__WHAT YOU SHOULD DO__. Scan the entries below and return each line that contains "after".

__MATERIAL PROVIDED__.
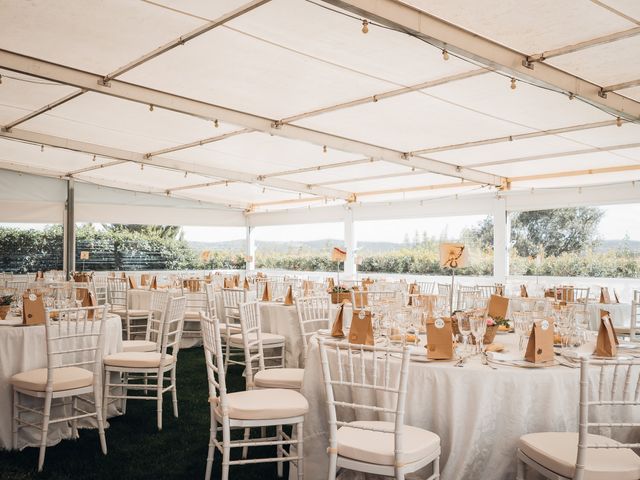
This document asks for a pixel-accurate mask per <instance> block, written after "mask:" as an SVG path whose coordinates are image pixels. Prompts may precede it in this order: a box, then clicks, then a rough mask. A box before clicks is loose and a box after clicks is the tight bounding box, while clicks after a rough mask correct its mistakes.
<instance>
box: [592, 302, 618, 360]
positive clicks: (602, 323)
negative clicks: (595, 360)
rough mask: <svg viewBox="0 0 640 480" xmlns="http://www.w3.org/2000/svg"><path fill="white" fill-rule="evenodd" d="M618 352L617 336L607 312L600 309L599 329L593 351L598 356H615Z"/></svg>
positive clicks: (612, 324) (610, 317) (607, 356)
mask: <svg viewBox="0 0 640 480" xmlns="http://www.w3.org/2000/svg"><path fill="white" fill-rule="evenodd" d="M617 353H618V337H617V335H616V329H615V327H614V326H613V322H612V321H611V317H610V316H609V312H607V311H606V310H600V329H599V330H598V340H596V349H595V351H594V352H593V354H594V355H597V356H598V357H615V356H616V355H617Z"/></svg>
* * *
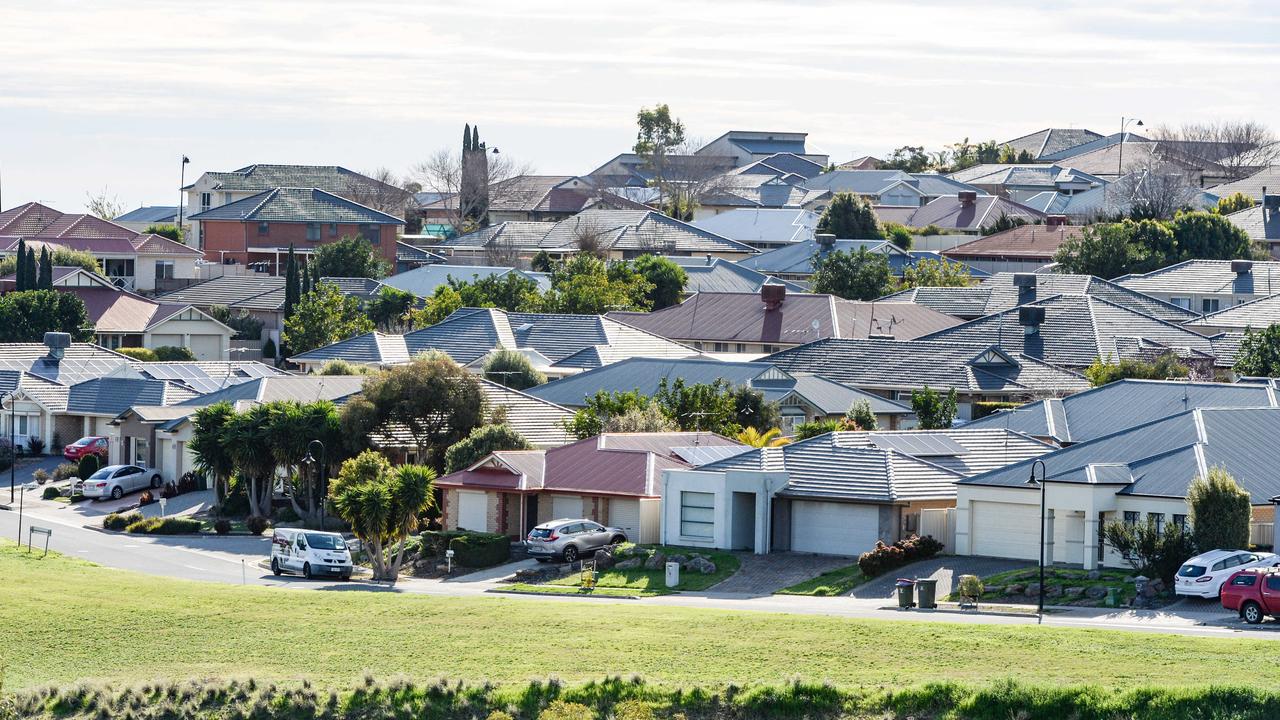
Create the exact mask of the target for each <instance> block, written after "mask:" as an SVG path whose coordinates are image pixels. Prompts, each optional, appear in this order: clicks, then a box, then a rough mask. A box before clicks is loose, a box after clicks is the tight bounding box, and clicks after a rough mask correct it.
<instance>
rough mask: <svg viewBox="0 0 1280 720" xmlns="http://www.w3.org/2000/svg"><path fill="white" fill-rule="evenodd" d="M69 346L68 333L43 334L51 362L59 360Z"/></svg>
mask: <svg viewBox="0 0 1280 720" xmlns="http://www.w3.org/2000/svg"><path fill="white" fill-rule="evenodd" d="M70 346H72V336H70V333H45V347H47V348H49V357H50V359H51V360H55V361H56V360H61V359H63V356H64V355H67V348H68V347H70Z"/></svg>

__ANSWER BOX__.
This document asks for a pixel-accurate mask per <instance> block, written after "mask:" as an SVG path whose coordinates are image pixels. Prompts may precede it in this order: a box, then clicks, then a rough mask. A box before clicks is loose and a box after clicks is the tight bounding box, while clicks after a rough mask correct its mistakes.
Create the exact mask of the target for each <instance> block, written after "mask:" as an SVG path whose coordinates are image pixels. Prompts, each optional, appear in this order: clicks, then a box, then a rough mask. A box before clicks is loose, a box after clicks is the tight bounding box, and clicks after a rough mask correct it.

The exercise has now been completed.